* _AIM 1_:
In the excerpt below on the constitutional challenge to judicial caning in Singapore, what was Yong Vui Kong's death sentence commuted to in 2013?
* _AIM 2_:
Continue the excerpt below on the constitutional challenge to judicial caning in Singapore, picking up after its final sentence.
-- Begin EXCERPT --
It was filed by human rights lawyer M. Ravi on behalf of his client, Yong Vui Kong.

Yong was sentenced to death in 2009 for drug trafficking, but this was commuted to life imprisonment and 15 strokes of the cane in 2013.

While Mr Ravi is acting on behalf of his client, the constitutional challenge itself questions the legality of judicial caning as a practice and policy in Singapore.


Overview of argument

In court, Mr Ravi argued that judicial caning was unconstitutional for three main reasons. Namely, that one, it is a form of torture or inhuman punishment that contravenes Article 9(1) of the Constitution, which says no
one should be deprived of life or liberty except in accordance with the law.

He also argued that the practice of caning contravenes Article 9 of the Constitution for its arbitrariness, as its stated legislative objective of criminal deterrence has not only never been proved or substantiated by the Government, but has, in fact, been conclusively disproved.

Thirdly, Mr Ravi argues that the scheme contravenes Article 12 of the Constitution because it represents a form of discrimination against men between ages 16-50. Caning is disallowed to be carried out on anyone outside of this age range. Women are not allowed to be caned.

Mr Ravi also said that besides the prohibitions in Singapore’s Constitution, Singapore also had to adhere to international obligations it has committed itself to.

The Court of Appeal had previously held that “as far as possible, domestic law, including the Singapore Constitution, should be interpreted in line with Singapore’s international legal obligations.”


UN Convention on the Rights of Persons with Disabilities

Singapore is, for example, a signatory to the UN Convention on the Rights of Persons with Disabilities.
-- End EXCERPT --
-- Begin EXTRACTED RECORDS --
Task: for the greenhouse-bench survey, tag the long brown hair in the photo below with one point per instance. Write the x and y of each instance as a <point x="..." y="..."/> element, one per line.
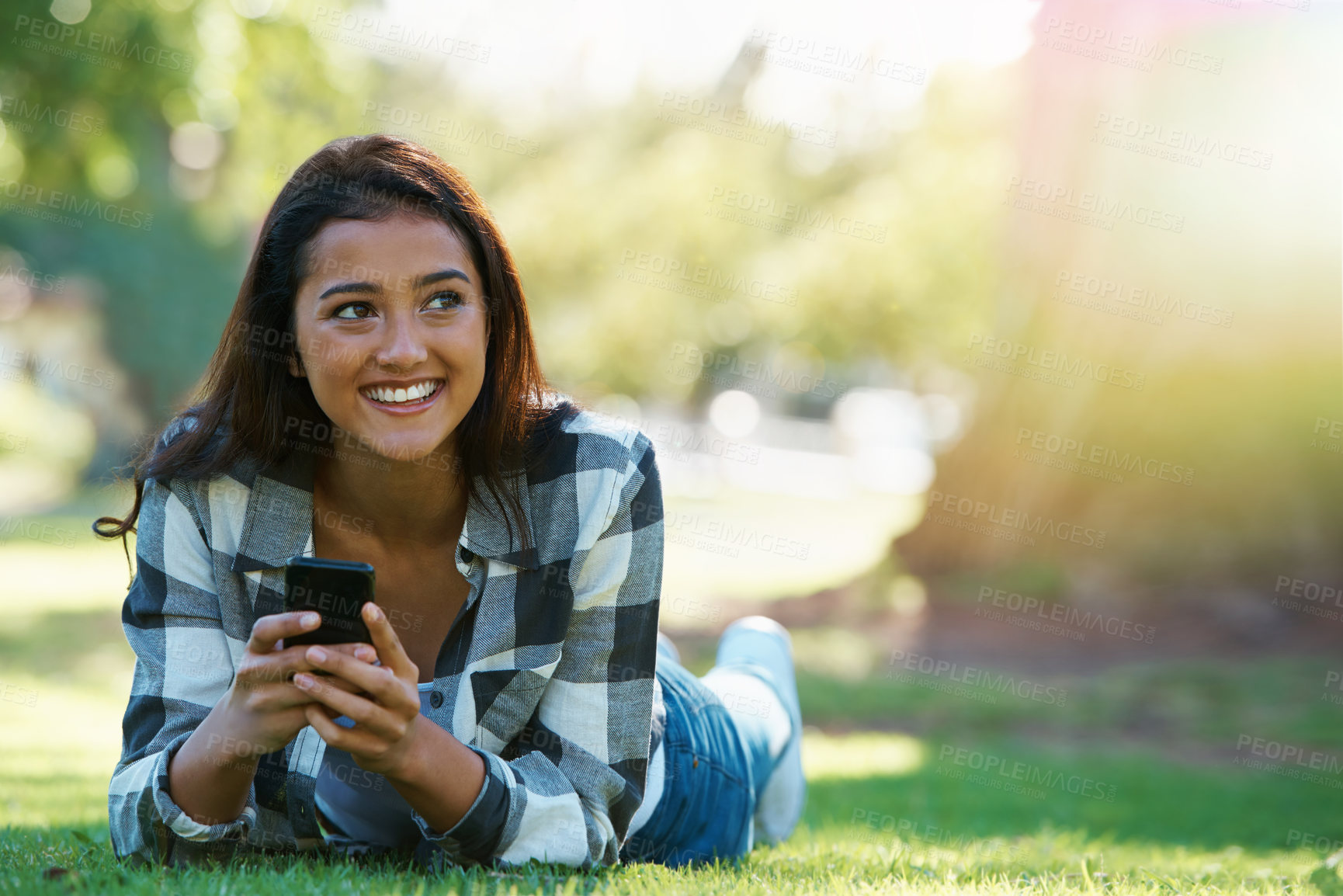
<point x="248" y="399"/>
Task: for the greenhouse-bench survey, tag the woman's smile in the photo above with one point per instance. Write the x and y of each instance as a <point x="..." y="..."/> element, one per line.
<point x="399" y="399"/>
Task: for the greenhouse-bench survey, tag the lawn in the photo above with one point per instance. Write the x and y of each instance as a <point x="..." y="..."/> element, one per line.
<point x="1131" y="786"/>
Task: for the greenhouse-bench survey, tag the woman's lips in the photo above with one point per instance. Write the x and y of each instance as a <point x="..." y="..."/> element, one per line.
<point x="408" y="408"/>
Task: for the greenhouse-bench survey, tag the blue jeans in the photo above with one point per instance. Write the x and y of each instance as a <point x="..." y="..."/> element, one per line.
<point x="716" y="765"/>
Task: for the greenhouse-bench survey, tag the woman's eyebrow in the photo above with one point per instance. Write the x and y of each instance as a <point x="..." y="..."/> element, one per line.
<point x="370" y="288"/>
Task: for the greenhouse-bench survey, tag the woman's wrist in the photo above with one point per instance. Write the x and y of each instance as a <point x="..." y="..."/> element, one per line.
<point x="211" y="773"/>
<point x="439" y="776"/>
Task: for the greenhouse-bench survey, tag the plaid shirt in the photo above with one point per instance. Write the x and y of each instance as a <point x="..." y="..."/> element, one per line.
<point x="547" y="672"/>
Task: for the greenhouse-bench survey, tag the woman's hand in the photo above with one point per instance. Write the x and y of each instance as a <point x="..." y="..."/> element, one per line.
<point x="387" y="711"/>
<point x="263" y="710"/>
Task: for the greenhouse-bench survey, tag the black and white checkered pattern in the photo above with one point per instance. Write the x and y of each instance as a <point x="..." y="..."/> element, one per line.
<point x="547" y="675"/>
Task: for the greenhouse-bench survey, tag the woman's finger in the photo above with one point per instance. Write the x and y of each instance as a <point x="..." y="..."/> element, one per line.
<point x="390" y="649"/>
<point x="268" y="630"/>
<point x="379" y="682"/>
<point x="359" y="710"/>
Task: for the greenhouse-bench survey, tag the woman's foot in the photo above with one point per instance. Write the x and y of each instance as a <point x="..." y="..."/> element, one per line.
<point x="765" y="642"/>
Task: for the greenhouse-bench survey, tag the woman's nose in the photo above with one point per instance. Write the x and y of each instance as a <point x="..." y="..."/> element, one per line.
<point x="403" y="344"/>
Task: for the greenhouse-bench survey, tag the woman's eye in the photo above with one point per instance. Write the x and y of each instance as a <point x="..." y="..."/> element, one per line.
<point x="453" y="300"/>
<point x="340" y="312"/>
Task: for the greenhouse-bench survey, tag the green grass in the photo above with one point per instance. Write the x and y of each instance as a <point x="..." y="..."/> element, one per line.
<point x="890" y="807"/>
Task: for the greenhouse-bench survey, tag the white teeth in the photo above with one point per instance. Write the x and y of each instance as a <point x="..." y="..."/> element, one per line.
<point x="402" y="395"/>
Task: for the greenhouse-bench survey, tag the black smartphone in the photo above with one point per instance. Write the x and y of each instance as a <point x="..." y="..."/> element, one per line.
<point x="335" y="589"/>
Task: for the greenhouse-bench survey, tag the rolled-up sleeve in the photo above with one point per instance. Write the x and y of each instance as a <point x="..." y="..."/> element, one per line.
<point x="183" y="667"/>
<point x="571" y="794"/>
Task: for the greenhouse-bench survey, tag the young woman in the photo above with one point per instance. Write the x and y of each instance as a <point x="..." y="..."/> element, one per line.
<point x="377" y="397"/>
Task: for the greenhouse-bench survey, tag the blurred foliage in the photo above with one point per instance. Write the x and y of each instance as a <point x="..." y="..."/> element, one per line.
<point x="594" y="203"/>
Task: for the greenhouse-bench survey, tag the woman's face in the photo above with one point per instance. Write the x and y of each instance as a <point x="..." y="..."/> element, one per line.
<point x="393" y="305"/>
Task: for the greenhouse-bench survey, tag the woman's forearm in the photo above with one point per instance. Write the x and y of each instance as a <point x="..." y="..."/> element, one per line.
<point x="211" y="773"/>
<point x="441" y="776"/>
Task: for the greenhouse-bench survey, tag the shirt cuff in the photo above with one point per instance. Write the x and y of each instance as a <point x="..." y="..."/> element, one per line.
<point x="178" y="821"/>
<point x="477" y="833"/>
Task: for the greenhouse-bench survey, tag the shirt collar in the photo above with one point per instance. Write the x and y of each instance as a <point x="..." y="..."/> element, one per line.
<point x="278" y="520"/>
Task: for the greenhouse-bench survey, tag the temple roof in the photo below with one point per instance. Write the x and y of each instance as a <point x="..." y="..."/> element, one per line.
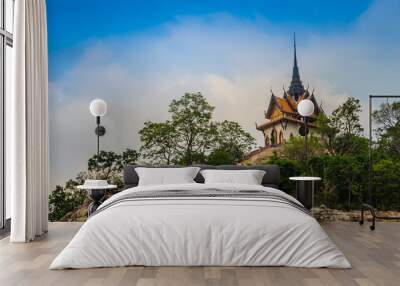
<point x="296" y="88"/>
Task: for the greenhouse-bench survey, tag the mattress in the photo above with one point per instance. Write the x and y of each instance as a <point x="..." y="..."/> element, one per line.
<point x="201" y="225"/>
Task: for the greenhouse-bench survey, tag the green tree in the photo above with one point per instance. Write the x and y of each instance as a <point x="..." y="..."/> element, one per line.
<point x="194" y="131"/>
<point x="341" y="132"/>
<point x="63" y="201"/>
<point x="294" y="149"/>
<point x="231" y="144"/>
<point x="192" y="137"/>
<point x="388" y="131"/>
<point x="158" y="142"/>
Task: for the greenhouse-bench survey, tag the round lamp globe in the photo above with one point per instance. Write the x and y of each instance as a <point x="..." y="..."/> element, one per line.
<point x="98" y="107"/>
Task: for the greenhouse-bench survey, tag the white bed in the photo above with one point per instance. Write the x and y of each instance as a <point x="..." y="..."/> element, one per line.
<point x="202" y="231"/>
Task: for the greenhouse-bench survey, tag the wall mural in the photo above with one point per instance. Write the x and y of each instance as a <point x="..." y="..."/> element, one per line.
<point x="235" y="75"/>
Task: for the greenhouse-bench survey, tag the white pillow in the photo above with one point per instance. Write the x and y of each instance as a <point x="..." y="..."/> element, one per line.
<point x="165" y="176"/>
<point x="248" y="177"/>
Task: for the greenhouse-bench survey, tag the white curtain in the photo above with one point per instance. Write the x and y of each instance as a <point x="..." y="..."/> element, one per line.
<point x="27" y="144"/>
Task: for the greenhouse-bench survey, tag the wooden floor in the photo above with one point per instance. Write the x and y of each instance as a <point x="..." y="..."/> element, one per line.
<point x="375" y="257"/>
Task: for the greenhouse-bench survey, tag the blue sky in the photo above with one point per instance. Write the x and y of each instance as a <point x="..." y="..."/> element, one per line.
<point x="139" y="55"/>
<point x="74" y="21"/>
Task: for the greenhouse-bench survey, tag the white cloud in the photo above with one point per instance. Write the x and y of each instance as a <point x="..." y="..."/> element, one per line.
<point x="234" y="63"/>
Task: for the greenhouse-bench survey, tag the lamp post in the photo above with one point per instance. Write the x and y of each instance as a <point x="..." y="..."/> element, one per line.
<point x="306" y="109"/>
<point x="98" y="108"/>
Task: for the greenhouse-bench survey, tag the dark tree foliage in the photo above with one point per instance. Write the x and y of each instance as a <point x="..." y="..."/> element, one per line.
<point x="289" y="168"/>
<point x="341" y="132"/>
<point x="388" y="120"/>
<point x="112" y="160"/>
<point x="191" y="119"/>
<point x="67" y="199"/>
<point x="63" y="201"/>
<point x="158" y="142"/>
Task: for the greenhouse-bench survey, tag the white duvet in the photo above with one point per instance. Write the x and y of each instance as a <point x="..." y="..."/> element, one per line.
<point x="193" y="231"/>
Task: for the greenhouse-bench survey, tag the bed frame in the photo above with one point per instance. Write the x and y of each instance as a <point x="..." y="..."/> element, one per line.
<point x="270" y="179"/>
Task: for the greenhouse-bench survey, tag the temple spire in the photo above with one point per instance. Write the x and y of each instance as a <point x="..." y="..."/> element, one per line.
<point x="296" y="88"/>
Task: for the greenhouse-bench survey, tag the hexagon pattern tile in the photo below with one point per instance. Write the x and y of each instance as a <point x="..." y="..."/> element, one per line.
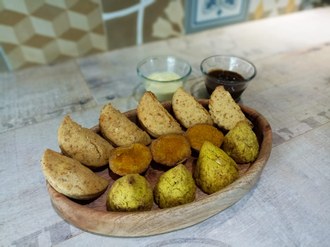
<point x="45" y="31"/>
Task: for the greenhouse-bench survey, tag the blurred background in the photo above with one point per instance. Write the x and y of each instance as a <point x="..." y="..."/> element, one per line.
<point x="47" y="32"/>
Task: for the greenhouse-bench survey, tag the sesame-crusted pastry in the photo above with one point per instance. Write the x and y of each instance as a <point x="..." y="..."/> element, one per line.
<point x="83" y="144"/>
<point x="118" y="129"/>
<point x="155" y="118"/>
<point x="224" y="111"/>
<point x="188" y="111"/>
<point x="69" y="177"/>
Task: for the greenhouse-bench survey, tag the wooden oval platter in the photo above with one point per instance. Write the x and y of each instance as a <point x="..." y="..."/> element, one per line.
<point x="92" y="216"/>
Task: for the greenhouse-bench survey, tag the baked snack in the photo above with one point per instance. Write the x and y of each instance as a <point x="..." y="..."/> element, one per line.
<point x="199" y="133"/>
<point x="224" y="111"/>
<point x="134" y="158"/>
<point x="188" y="111"/>
<point x="71" y="178"/>
<point x="170" y="149"/>
<point x="155" y="118"/>
<point x="83" y="144"/>
<point x="118" y="129"/>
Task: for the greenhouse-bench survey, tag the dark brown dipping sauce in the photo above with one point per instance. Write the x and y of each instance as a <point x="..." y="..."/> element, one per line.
<point x="214" y="78"/>
<point x="226" y="75"/>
-- End EXTRACTED RECORDS --
* _TASK RESULT 1_:
Life imprisonment and 15 strokes of the cane.

* _TASK RESULT 2_:
Article 15(1) of the Convention provides:

“No one shall be subjected to torture or to cruel inhuman or degrading treatment or punishment.”

Mr Ravi said that Singapore has full control over which treaties it signs and it retains the power to reject individual articles a la carte. In fact, Singapore has made reservations to three of the Articles within the Convention but no reservations or declarations were made regarding Article 15(1).

It is thus clear that Singapore’s legal obligations include a prohibition on torture and inhuman punishment.

It would be appropriate to interpret the Constitution consistently with these expressly ratified international obligations, Mr Ravi said.

Therefore, torture is in conflict with not only international obligations but also the Constitution, the supreme law of the land.


Judicial caning amounts to torture or inhuman punishment

Mr Ravi argued that the Geneva Convention Act, which is a Singaporean statute, provides that corporal punishment generally is a form of torture or inhuman punishment:

“Collective punishment for individual acts, corporal punishment, imprisonment in premises without daylight and, in general, any form of torture or cruelty, are forbidden”.

Mr Ravi also argued that the court should have reference to the authoritative definition of torture in the UN Convention on Torture and Other Cruel, Unusual or Inhuman Punishment, even though Singapore is not a signatory to this Convention.

This Convention defines torture as “any act by which severe pain or suffering, whether physical or mental, is intentionally inflicted on a person…”.

To the claim by the Attorney General’s Chambers in court that Singapore’s Constitution “does not forbid torture”, Mr Ravi cited the UN Special Rapporteur who had clarified that it is wrong to deem “acts which would be unquestionably unlawful in, say, the context of custodial interrogation—can be deemed lawful simply because the punishment has been authorized in a procedurally legitimate manner, i.e. through the sanction of legislation, administrative rules or judicial order.”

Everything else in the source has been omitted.